Region labeling rows
_____

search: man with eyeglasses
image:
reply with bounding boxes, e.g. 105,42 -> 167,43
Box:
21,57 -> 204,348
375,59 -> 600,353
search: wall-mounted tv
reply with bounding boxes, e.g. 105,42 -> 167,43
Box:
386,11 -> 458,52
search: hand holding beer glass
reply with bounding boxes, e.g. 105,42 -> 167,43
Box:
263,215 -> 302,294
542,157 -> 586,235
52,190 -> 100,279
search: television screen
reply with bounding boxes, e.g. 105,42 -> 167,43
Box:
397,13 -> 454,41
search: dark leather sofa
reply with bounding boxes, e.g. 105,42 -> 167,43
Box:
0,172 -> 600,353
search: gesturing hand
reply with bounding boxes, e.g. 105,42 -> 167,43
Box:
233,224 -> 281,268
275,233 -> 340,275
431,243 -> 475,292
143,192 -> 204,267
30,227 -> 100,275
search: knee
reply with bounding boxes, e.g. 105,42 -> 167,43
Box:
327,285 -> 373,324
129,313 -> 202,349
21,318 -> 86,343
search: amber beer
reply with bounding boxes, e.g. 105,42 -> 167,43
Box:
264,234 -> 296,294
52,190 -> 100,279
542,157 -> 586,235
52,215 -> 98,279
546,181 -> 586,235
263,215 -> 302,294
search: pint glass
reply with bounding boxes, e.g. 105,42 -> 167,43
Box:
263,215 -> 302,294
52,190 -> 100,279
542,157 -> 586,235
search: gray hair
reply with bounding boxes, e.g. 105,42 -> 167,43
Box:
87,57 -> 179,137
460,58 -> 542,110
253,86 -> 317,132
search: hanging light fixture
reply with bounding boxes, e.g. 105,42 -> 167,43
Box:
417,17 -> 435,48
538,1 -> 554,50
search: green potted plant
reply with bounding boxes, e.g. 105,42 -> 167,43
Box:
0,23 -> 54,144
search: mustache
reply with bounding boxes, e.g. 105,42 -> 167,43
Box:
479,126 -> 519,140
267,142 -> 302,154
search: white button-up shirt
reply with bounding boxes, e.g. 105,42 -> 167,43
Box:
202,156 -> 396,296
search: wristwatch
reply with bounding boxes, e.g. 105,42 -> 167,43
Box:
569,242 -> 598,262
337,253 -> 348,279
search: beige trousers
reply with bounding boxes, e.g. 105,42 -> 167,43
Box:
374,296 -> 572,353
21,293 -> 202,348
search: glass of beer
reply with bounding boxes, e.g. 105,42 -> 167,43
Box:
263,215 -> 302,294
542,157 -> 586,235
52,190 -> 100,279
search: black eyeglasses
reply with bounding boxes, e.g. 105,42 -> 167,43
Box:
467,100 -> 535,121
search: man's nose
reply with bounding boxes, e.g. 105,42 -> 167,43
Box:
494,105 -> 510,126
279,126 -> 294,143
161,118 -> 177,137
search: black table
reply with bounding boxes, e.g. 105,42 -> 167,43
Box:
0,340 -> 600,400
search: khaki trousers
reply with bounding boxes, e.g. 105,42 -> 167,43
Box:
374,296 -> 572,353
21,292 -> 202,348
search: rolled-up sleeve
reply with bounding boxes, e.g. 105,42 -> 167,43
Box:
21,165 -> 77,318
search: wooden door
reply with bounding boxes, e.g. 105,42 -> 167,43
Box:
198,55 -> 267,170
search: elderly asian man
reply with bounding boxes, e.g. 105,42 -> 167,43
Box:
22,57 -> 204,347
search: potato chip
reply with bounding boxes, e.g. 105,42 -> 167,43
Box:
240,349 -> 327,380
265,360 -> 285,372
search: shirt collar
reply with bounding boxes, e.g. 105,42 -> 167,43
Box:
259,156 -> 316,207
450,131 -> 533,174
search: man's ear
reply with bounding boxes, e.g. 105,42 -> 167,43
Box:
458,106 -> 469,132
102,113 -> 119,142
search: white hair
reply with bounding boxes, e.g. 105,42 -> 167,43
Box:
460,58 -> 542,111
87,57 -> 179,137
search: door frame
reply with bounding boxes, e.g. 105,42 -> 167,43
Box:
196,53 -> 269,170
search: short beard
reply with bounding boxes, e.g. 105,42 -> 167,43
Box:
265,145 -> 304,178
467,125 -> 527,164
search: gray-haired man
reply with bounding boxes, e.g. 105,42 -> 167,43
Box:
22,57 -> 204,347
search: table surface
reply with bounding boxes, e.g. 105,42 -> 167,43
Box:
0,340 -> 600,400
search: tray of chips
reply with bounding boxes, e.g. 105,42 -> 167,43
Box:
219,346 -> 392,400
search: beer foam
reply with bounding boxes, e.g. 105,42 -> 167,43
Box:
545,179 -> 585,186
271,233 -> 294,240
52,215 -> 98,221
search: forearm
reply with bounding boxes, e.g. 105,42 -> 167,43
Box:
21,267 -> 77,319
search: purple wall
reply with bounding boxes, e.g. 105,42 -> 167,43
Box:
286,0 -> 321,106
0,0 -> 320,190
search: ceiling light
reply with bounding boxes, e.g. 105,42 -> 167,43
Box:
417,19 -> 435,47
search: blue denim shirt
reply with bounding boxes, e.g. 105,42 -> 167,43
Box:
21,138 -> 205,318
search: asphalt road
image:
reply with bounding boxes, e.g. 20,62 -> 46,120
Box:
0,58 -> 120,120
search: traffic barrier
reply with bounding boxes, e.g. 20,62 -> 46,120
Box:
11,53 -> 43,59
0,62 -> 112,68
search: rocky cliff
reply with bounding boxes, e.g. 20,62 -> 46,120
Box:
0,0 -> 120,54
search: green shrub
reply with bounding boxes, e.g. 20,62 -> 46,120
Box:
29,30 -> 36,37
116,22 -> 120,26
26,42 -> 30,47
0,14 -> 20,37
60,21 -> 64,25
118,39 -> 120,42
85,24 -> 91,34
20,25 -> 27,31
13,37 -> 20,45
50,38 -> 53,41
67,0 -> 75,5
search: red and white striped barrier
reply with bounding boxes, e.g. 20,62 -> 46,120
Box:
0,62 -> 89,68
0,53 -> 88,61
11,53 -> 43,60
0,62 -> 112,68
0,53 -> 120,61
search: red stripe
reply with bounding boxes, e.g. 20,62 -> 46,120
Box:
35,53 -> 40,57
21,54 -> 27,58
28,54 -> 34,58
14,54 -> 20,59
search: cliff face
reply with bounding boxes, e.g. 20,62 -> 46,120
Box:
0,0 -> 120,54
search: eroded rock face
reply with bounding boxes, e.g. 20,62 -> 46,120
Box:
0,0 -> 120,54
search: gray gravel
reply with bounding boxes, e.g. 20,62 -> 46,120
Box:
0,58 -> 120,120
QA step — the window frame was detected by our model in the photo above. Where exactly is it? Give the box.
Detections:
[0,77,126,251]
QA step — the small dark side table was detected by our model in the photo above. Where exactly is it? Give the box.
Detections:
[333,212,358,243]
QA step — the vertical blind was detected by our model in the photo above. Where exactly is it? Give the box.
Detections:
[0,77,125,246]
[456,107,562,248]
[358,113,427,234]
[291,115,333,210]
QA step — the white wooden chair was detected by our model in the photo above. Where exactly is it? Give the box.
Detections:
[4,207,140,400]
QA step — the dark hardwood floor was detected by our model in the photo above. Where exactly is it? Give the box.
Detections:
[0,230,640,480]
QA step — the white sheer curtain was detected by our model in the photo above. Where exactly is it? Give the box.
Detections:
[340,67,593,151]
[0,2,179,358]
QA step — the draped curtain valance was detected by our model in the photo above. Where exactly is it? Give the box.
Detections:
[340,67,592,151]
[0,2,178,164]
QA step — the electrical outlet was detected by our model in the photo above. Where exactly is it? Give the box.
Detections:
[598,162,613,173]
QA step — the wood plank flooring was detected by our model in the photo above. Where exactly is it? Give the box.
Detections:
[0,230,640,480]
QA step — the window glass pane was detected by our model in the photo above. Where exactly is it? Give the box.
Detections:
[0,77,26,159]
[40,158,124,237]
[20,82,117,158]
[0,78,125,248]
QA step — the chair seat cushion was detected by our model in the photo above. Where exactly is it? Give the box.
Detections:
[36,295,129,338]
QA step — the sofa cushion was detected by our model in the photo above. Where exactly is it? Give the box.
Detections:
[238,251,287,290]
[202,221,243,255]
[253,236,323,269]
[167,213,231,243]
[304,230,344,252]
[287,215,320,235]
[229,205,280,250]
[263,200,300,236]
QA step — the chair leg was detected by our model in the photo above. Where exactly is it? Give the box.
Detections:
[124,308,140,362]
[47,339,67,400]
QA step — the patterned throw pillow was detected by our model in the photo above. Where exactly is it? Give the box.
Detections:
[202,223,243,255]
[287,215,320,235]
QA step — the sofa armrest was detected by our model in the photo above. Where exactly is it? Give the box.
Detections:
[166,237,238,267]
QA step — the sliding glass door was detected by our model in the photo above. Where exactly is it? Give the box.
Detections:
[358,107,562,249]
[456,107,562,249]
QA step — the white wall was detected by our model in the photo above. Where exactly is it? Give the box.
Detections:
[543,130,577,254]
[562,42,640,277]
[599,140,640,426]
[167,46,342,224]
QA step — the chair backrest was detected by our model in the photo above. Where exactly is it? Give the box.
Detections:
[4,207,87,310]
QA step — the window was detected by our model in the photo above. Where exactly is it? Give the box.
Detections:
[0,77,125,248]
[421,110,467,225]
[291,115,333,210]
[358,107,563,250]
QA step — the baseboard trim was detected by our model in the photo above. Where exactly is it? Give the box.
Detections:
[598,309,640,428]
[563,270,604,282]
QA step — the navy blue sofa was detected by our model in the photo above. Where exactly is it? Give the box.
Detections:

_____

*REQUIREMENT*. Reproduce verbatim the rows starting at the line containing "search: wristwatch" and ending at the line containing "21,293 -> 202,348", including both of those lines.

*WRITTEN SOLUTION*.
search: wristwatch
reply with bounding boxes, e.g. 105,42 -> 167,43
Box:
569,242 -> 598,262
337,253 -> 348,279
search: beige trousers
reply with bounding boxes, e.g. 105,42 -> 167,43
Box:
374,296 -> 572,353
21,293 -> 202,348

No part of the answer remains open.